> _Task item_
Note how many lines of the material that follows include the string "forest", and state only that number.

-- Opening Marker --

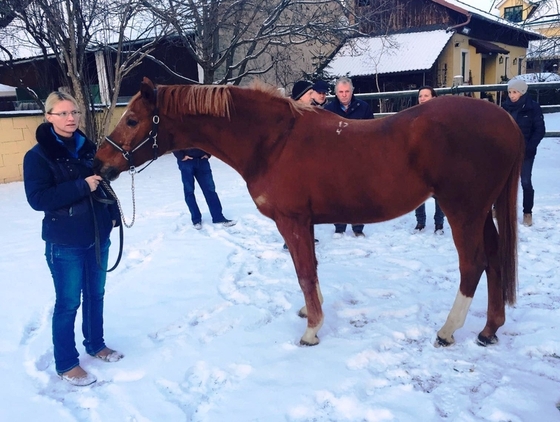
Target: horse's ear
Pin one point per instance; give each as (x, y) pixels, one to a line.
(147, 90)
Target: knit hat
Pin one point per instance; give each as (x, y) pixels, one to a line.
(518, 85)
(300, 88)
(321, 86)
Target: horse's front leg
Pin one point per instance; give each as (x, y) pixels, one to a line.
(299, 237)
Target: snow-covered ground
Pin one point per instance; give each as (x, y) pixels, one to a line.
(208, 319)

-- Closing Marker --
-- Opening Marker --

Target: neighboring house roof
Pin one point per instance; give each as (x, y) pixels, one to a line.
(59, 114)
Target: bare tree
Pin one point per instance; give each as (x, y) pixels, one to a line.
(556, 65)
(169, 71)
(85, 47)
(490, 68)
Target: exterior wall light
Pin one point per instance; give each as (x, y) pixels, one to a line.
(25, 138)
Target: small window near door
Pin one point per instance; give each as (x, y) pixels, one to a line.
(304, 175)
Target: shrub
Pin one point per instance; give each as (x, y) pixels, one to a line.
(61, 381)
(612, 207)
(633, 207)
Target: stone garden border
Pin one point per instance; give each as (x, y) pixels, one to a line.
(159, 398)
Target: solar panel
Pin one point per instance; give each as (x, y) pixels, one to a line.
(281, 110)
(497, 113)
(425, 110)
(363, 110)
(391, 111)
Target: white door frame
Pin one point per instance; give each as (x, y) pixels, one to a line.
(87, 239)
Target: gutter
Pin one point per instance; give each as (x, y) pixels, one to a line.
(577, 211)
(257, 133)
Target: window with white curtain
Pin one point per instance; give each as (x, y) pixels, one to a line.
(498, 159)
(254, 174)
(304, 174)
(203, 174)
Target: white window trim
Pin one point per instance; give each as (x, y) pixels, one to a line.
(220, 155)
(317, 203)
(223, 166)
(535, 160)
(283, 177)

-- Closing Marker --
-- Opening Marker --

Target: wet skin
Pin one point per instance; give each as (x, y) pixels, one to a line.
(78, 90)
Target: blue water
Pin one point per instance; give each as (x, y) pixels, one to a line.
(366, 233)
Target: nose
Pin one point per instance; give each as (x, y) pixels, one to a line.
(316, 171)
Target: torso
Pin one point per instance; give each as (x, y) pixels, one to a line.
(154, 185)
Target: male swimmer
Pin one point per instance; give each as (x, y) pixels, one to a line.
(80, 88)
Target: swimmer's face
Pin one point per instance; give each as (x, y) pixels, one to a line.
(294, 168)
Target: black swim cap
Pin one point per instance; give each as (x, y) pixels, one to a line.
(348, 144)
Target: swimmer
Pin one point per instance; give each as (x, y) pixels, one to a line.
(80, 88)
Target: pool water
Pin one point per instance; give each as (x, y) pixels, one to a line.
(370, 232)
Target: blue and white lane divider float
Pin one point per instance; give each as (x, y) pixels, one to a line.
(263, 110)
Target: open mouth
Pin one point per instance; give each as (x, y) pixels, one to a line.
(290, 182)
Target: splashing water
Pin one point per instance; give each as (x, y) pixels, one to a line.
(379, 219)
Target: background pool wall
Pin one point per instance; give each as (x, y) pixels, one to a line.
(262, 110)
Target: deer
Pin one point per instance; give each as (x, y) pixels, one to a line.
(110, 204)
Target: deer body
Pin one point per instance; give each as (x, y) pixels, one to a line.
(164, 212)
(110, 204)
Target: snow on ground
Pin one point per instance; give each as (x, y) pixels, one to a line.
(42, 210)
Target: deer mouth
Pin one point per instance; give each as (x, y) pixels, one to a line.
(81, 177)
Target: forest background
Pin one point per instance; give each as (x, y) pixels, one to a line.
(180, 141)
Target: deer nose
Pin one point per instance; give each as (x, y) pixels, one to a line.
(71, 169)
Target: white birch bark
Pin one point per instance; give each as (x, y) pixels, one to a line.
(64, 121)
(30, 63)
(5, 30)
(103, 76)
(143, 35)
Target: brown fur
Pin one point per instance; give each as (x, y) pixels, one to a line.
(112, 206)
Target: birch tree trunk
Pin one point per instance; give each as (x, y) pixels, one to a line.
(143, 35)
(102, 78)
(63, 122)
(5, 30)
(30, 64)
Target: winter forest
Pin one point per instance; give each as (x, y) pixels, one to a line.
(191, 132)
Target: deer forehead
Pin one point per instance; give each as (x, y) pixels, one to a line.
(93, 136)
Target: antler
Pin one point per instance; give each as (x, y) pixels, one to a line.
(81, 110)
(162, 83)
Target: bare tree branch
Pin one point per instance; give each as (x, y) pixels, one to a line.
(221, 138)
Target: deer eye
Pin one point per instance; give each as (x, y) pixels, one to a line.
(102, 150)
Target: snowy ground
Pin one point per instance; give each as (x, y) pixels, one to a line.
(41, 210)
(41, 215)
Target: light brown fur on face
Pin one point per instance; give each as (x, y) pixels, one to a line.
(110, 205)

-- Closing Marker --

> _Reply_
2